WRITTEN PROBLEM: Extract every line from the items below that contains the word "wheel".

EXERCISE MATERIALS:
============

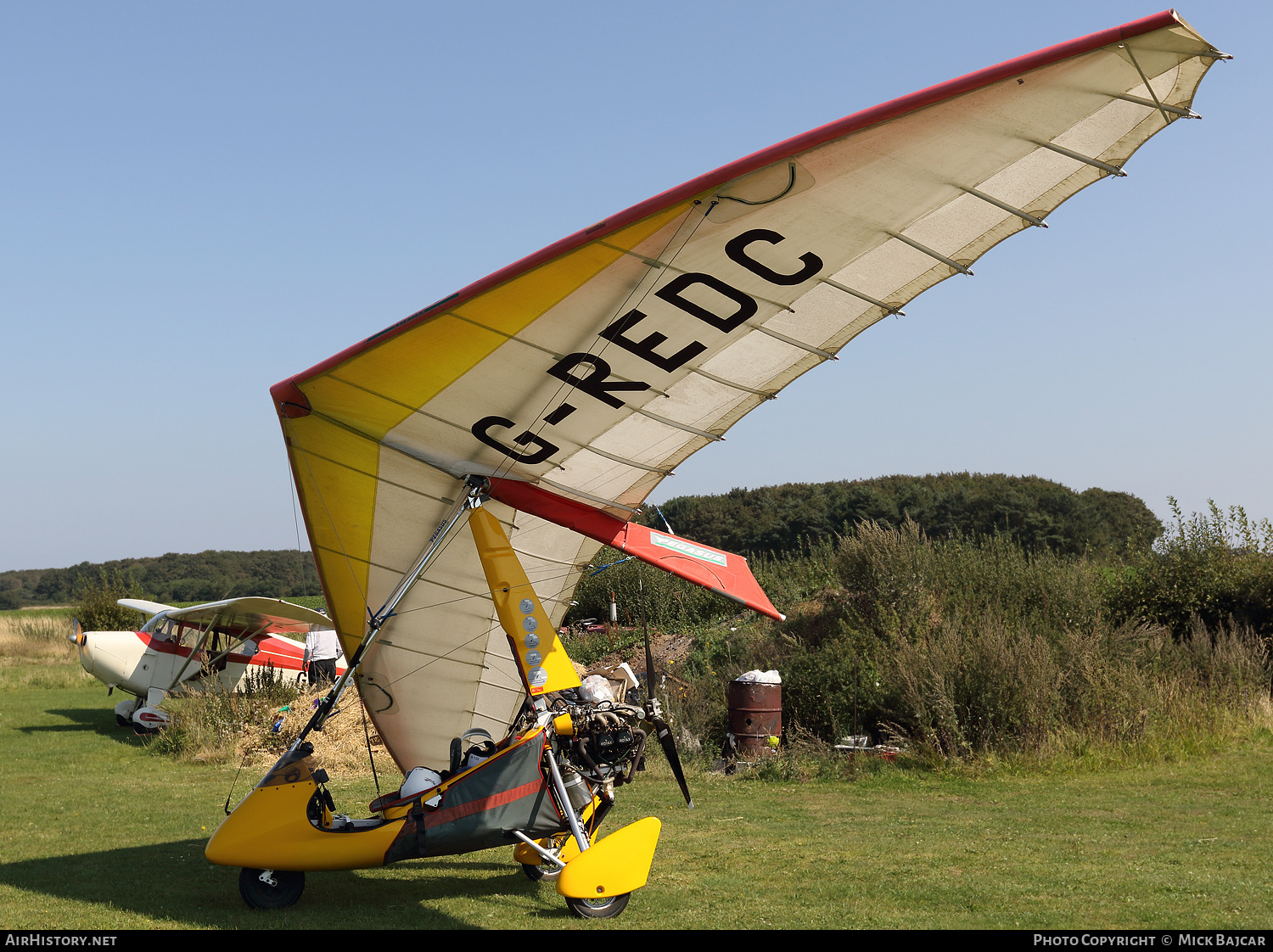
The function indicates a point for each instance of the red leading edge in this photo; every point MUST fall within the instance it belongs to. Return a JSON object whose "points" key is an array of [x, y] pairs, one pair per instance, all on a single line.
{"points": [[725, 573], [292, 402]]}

============

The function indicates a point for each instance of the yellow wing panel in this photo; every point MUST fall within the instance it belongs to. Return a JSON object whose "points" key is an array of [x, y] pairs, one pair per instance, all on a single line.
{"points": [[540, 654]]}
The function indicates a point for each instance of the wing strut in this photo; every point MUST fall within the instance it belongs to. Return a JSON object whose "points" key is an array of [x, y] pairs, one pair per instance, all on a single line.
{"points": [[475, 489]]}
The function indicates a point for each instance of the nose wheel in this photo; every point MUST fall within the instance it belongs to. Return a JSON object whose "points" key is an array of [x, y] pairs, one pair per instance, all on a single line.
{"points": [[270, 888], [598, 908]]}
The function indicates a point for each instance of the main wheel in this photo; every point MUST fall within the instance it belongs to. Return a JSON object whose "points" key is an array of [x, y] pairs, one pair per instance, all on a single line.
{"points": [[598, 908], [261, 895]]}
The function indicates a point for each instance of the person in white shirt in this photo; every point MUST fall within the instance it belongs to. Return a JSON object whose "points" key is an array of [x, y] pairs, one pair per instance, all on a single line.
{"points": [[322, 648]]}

============

RESULT OF THIS TASK:
The function indicates a point for each instance of the nose wheel in this photo; every point MUST fall within the instance it belongs to. Return a JSON object whose "points" key is an array of [x, y] pairs, one pair per instance, all on a single line.
The function indicates a point for each instance of the main wheel in this photo; every point MUST fall within the instance it belongs to. Return a JSON object whose "points" key is an array of [x, y] pairs, one pair per instance, all on a single line.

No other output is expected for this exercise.